» Sección del documento:
▽

El primer problema que inmediatamente se presenta a la atención es que en el mundo contemporáneo la complejidad del conocimiento es tal que nadie está en capacidad de hablar sobre cualquier cosa. Diría más, que casi nadie puede hablar de nada sino de aquello que especialmente conoce, aunque la ilusión de una educación renacentista no ha cesado y se espera de los intelectuales que se expresen de cualquier cosa, en cualquier momento. Me siento tentada de decir que la imposibilidad de dominar el conocimiento ha reducido la importancia del intelectual como gestor de ideas que efectivamente transformen a la humanidad. Hablar con propiedad sobre la multiculturalidad, la pobreza, las relaciones internacionales, el control del terrorismo, los problemas de la globalización, el futuro de la tecnología, las perspectivas de la investigación genética, las economías emergentes, en fin, el estado de la civilización, todos esos temas y otros tantos exigen una especificidad tal que el intelectual tiene muchas posibilidades de quedar en ridículo si no se atiene a lo único de lo que está más o menos seguro: su oficio y su conciencia. El oficio suele estar relacionado con la especialidad académica, lo que puede dejar a algunos escritores en un cierto limbo de inespecificidad, y la conciencia es un producto altamente subjetivo. Diría que la conciencia es precisamente la subjetividad. Lo que nos identifica como humanos, y recusa toda posibilidad de objetividad, de modo que como la conciencia es patrimonio de lo humano, lo que pudiera distinguir la conciencia intelectual es el ejercicio continuado del pensamiento, pero nada más y nada menos.

Esto nos lleva a considerar la validez de la conciencia intelectual. ¿Qué pudiera conferirle una legitimidad que otros humanos no tienen? Sin duda, esa validez no podrá asentarse en el principio de autoridad, es decir, en suponer que los intelectuales son dioses en capacidad de juzgar el bien y el mal, y en dictaminar de acuerdo a ese juicio sin riesgo de error. El principio de autoridad, por supuesto, tiene uso político, y los intelectuales hacen política. No niego que la vida intelectual proporciona una preparación abierta a la comprensión de los temas humanos, lo que quiero decir es que no hay una carta de garantía ética para uso de intelectuales, ni puede invocarse su trascendencia como aval a la hora de considerar sus definiciones. Grandes pensadores han apoyado causas infames, como fue el caso de Heidegger, probablemente el más trascendente filósofo del siglo XX, quien fue miembro activo del partido Nazi y aceptó la persecución de sus colegas judíos porque “los judíos eran enemigos de Alemania”, y no contento con ello denunció directamente a un antiguo tesista suyo, Eduard Baumgarten, quien fue deportado. Actuó con su conciencia, puesta al lado del nazismo, como cualquier hijo de vecino en la Alemania Nazi, aunque probablemente con grandes argumentos. Y, al contrario, intelectuales de menor estimación, han sustentado valores que se consideran benéficos para la humanidad.

△

» Qué se pide: ¿Puedes prolongar el texto sobre la conciencia de los intelectuales a partir de su última oración? Para esto no hacen falta los registros.

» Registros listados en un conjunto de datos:
▽

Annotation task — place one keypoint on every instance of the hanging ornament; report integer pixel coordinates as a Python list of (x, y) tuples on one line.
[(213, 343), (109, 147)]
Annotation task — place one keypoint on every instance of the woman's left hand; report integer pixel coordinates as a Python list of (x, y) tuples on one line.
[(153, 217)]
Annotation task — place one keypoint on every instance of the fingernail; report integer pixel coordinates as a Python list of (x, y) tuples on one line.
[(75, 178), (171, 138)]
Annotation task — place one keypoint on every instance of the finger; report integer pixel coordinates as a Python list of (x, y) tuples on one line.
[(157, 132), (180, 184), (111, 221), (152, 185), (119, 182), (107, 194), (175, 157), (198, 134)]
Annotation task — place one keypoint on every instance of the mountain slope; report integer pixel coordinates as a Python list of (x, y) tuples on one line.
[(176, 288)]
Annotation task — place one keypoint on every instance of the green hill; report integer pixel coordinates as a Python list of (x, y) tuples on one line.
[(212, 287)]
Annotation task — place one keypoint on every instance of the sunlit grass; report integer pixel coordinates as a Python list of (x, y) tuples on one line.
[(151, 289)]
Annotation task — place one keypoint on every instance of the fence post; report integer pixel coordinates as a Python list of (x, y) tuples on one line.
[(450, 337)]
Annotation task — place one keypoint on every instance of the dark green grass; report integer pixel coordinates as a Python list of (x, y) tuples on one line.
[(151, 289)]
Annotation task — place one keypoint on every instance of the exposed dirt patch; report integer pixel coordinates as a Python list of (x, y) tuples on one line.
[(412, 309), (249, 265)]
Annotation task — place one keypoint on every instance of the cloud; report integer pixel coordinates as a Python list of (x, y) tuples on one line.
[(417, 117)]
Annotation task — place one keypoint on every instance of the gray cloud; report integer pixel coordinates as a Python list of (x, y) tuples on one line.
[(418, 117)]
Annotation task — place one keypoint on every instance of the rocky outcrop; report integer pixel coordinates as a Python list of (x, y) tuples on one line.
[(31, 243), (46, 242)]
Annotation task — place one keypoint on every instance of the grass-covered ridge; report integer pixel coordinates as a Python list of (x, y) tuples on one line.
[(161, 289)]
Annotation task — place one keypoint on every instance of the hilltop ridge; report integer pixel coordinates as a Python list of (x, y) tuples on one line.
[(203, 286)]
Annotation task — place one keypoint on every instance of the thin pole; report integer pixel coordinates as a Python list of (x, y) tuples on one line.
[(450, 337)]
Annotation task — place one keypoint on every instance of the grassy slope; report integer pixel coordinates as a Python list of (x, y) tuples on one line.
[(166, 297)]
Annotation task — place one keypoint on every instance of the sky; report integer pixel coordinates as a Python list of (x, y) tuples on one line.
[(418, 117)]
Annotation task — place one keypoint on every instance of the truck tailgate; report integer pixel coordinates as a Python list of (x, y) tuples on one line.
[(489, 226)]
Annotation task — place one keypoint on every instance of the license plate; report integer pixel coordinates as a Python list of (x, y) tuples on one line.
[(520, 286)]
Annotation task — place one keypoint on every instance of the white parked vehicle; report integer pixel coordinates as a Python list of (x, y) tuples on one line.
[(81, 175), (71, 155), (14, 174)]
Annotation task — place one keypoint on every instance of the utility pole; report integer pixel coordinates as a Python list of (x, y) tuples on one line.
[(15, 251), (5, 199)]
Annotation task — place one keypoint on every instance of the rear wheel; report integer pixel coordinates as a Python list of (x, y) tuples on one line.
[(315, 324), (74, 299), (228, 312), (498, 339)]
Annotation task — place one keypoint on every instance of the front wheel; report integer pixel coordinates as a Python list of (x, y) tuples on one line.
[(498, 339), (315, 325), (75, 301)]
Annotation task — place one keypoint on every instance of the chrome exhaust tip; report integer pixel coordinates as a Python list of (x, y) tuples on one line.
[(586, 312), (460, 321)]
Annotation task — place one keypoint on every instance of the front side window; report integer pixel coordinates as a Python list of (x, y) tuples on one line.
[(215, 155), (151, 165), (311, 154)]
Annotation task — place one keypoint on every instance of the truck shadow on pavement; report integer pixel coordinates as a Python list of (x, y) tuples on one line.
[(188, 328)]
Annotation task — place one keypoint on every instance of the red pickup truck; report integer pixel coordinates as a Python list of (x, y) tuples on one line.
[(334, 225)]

△

» Respuesta escrita:
Un intelectual debe estar al servicio de las causas nobles, se dice. Pero la nobleza de las causas no es un tema de fácil acuerdo. Lo políticamente correcto varía con el tiempo y ya eso nos indica la dificultad para establecer valores universales, y para colmo tampoco se relaciona con la obra individual. Por ejemplo, Borges, llevado por su absoluta creencia de que los hombres de honor, léase los militares, reestablecerían la república argentina, atravesó un laberinto de errores del que no pudo salir a pesar de sus posteriores cambios de opinión. Encontró así su `destino sudamericano` prefigurado en el Poema conjetural. Por otros caminos, Saramago, adalid de los intelectuales revolucionarios, no deja de exponer sus constantes críticas –casi regaños- a los estados que operan dentro del liberalismo y la economía de mercado y a los regímenes fascistas de derecha, sin que los crímenes del stalinismo le hayan merecido un comentario.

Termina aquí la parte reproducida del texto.